# Free iTunes HD television shows



## HowEver (Jan 11, 2005)

http://phobos.apple.com/WebObjects/MZStore.woa/wa/viewRoom?fcId=290304953&id=37



> Apple has updated iTunes to include HD versions of TV shows, and to show off their new iTunes system they have provided a number of free episodes of TV shows.


To download these shows, you may need a US iTunes account, see here for instructions about obtaining one.

The following episodes are available (downloading them will download both the SD and HD versions of the shows and they take a lot of hard drive space). The selection varied on several accesses. Source: RFD.

Merit Badge - Pilot
He That Believeth in Me - Battlestar Galactica, Season 4
Fun Runs, Pts. 1 & 2 - The Office, Season 4
Lipstick Jungle: Pilot - Lipstick Jungle, Season 1
Four Months Later... - Heroes, Season 2
In Plain Sight, Pilot, Season 1
Mr. Monk Buys a House - Monk, Season 7
Ghosts - Psych, Season 3
Merit Badge: Pilot - Life, Season 1
Bad to the Drone - Eureka, Season 3
The Rachel Zone Project
Impress the Best, Top Design
30 Rock, Secrets and Lies
Heroes, Four Months Later


----------



## DempsyMac (May 24, 2007)

just one more GREAT reason to have a US account, I am under $20 now and the the new season of Heroes and Lost this year I will need more.


----------



## Macified (Sep 18, 2003)

The free HD episodes don't appear to be available yet. You can click to purchase but when you get to your cart to complete the transaction it says the episodes are unavailable.


----------



## HowEver (Jan 11, 2005)

It's working for me. Are you sure you signed in with your US account first?



Macified said:


> The free HD episodes don't appear to be available yet. You can click to purchase but when you get to your cart to complete the transaction it says the episodes are unavailable.


----------



## monokitty (Jan 26, 2002)

_Skims over list..._

Nope, nothing good there.


----------



## Macified (Sep 18, 2003)

HowEver said:


> It's working for me. Are you sure you signed in with your US account first?


Yes, loged into US account. Song of the week, SD TV freebie and Movie freebie downloaded just fine. The HD TV episodes are still listed as unavailable. 

I'm going to delete and try again. At first I though the store was blocking non-US access but that's obviously not the case given the above.


----------



## Macified (Sep 18, 2003)

No go. I deleted the items in the shopping cart and tried again. Still unavailable. I deleted those and and tried the SD version of the exact episodes and still no go.

Anyone else having problems?


----------



## Macified (Sep 18, 2003)

Woah, Woah, Woah. Caution. Alert, Alert, Alert.

Decided to buy a season of a show rather than try a single episode. Chose the SD version since I don't really need the HD. Clicked buy, entered password, accepted the "do you really want to purchase and download".

== DATA EXCERPTS ==
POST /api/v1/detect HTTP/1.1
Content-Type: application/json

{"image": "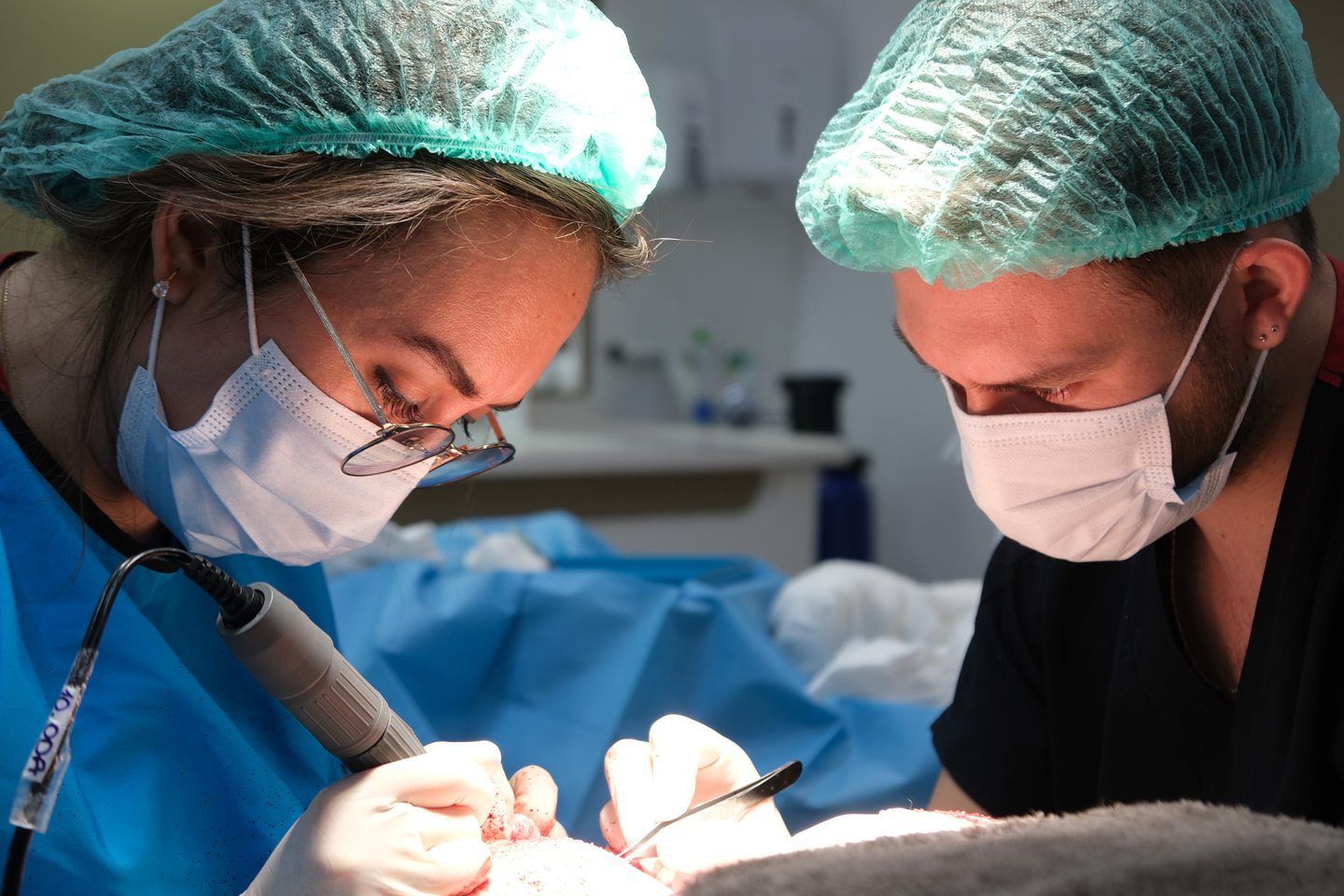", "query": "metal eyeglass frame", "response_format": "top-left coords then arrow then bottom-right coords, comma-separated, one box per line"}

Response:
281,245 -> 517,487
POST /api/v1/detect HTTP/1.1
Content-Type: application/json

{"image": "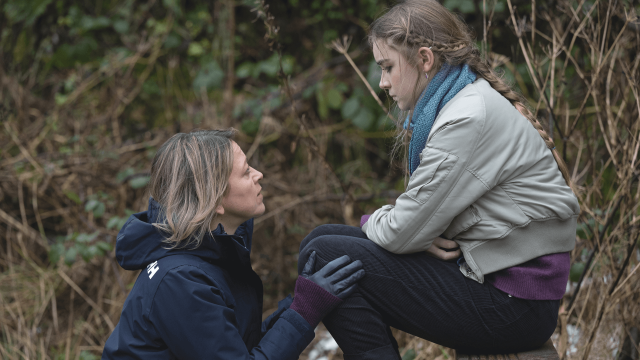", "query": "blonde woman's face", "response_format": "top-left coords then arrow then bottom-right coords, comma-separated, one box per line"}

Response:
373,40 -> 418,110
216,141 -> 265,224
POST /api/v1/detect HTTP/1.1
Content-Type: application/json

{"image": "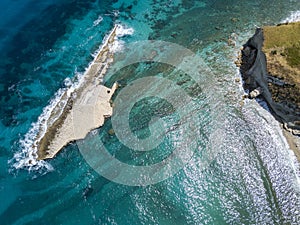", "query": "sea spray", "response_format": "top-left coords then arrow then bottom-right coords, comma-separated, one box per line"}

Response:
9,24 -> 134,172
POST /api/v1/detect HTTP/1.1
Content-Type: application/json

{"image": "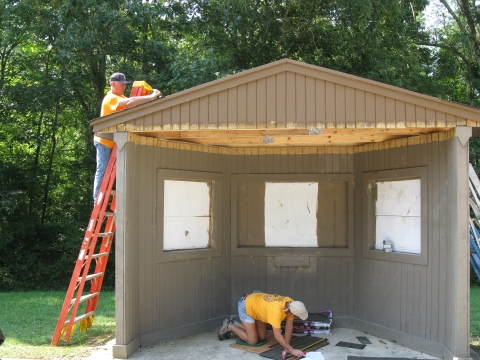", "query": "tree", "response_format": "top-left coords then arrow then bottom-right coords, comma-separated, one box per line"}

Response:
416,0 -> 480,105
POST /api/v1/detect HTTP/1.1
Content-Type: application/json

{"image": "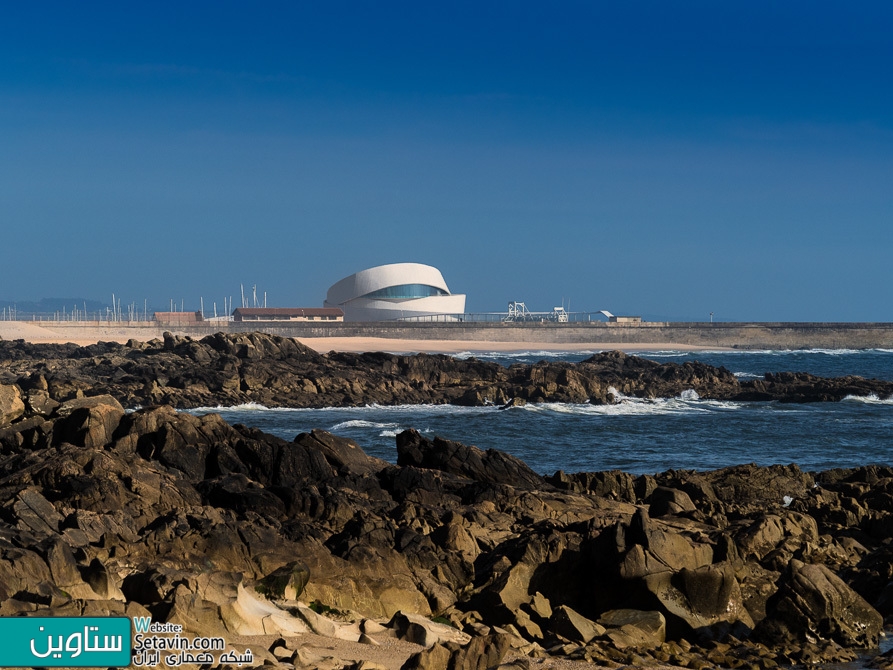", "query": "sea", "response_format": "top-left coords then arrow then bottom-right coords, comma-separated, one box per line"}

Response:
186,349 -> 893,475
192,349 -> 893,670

== TASK SET ==
(a) List the usernames of everyone who posted in the iTunes thread, giving each name once.
(b) Decide whether each statement agrees with the iTunes thread. Answer yes or no for each, quoting the deciding words. (i) Downloading one of the free episodes gets both the SD and HD versions. (ii) Macified found that the SD versions of the same episodes could be obtained. (iii) The selection of episodes stayed the same each time the page was accessed.
(c) Reproduce the iTunes thread from "No go. I deleted" up to and including "else having problems?".

== EXPECTED ANSWERS ==
(a) HowEver, DempsyMac, Macified, monokitty

(b)
(i) Yes: "downloading them will download both the SD and HD versions of the shows"
(ii) No: "I deleted those and and tried the SD version of the exact episodes and still no go."
(iii) No: "The selection varied on several accesses."

(c)
No go. I deleted the items in the shopping cart and tried again. Still unavailable. I deleted those and and tried the SD version of the exact episodes and still no go.

Anyone else having problems?